TASK TO COMPLETE: How many of the lines below contain the word "What"? Reply with the number only.

BEGIN MATERIAL SHOWN

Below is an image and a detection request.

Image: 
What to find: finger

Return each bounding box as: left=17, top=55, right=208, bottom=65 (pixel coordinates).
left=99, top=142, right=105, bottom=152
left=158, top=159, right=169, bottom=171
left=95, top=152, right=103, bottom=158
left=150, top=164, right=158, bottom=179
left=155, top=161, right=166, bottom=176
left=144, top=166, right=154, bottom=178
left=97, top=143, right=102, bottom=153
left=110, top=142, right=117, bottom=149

END MATERIAL SHOWN
BEGIN MATERIAL SHOWN

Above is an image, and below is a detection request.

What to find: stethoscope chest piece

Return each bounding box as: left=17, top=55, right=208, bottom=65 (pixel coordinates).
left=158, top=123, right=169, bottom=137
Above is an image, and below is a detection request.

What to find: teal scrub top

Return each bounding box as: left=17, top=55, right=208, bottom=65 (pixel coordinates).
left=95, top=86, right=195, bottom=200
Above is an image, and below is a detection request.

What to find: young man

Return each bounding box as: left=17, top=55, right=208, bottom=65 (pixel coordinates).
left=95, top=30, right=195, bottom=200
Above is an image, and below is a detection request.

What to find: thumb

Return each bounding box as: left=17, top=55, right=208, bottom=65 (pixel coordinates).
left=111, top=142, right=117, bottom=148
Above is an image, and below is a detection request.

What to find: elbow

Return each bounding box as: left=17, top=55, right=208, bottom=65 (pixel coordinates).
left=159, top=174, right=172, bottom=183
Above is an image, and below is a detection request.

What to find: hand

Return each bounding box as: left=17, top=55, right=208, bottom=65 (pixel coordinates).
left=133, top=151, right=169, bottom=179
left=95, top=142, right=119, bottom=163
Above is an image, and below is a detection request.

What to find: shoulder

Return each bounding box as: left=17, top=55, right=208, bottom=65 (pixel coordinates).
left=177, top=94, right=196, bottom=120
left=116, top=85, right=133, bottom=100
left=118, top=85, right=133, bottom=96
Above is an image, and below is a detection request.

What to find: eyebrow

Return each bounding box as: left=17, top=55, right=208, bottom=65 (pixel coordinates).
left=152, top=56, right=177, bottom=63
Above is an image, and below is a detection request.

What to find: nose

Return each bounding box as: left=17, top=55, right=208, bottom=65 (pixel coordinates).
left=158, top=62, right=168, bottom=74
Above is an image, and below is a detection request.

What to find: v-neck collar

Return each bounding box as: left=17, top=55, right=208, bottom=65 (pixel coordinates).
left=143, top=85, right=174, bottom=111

END MATERIAL SHOWN

RESPONSE TO THE EXERCISE: 11